Text:
★ ★ ★ ★
Published: June 6, 2017
Many of us know Ralph DiSaia as one half of the Old Lyme, Conn., dealership Oriental Rugs, Ltd, and as the gregarious, unflappable facilities manager for half a dozen or so top antiques shows, stretching, chronologically speaking, from the Washington Winter Antiques Show in January to the ADA/Historic Deerfield Antiques Show in October. As it turns out, DiSaia is also a tennis ace whose talent and dedication was recently acknowledged by the Connecticut High School Coaches Association, which named him the state’s Coach of the Year for men’s tennis. We caught up with DiSaia, who lives in Waterford with his dealer and show manager wife, Karen, between matches.
Which came first, antiques or sports?
Sports. I grew up in North Kingston, R.I., and went to Providence College, where I was captain of the tennis team and the Friars’ number one player. Growing up, I also played basketball and was a place kicker on the football team.
What brought you and Karen together?
★ ★ ★ ★
List of tasks:
1. Decide whether each statement below agrees with the interview with Ralph DiSaia, answering yes or no and quoting the words of the interview that decide it: (a) DiSaia was named Connecticut's Coach of the Year for men's tennis. (b) DiSaia grew up in Old Lyme, Connecticut. (c) At Providence College, DiSaia was captain of the basketball team.
2. Continue the interview with Ralph DiSaia from the point where it stops.

Provided data:
★ ★ ★ ★
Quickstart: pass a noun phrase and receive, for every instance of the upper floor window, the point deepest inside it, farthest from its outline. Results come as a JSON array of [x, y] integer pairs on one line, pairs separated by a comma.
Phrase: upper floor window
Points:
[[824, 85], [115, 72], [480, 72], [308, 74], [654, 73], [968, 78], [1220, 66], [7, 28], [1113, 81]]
★ ★ ★ ★
Expected responses:
1.
(a) Yes: "named him the state’s Coach of the Year for men’s tennis"
(b) No: "I grew up in North Kingston, R.I."
(c) No: "where I was captain of the tennis team"

2.
I was the tennis pro at Lyme Shores Racket Club in East Lyme, Conn. Karen was in one of the programs. We had a match one day and that was it. We’ve been married for 36 years. Karen introduced me to antiques soon after we met. I found it interesting and enjoyed the hands-on activity. I liked the personal interaction with buyers and sellers and found the pursuit of exceptional rugs, notable for their age, design, coloration and condition, very rewarding.
How long have you been coaching?
I’m finishing my 15th year at Waterford High School. I previously coached at Connecticut College in New London, and at St Bernard School in Uncasville, Conn. At Waterford High School, we’ve had 225 wins and 25 losses, a record that puts us in the top three in our division in the state. I’ve never won a point. The kids do all the work.
What’s the secret to coaching?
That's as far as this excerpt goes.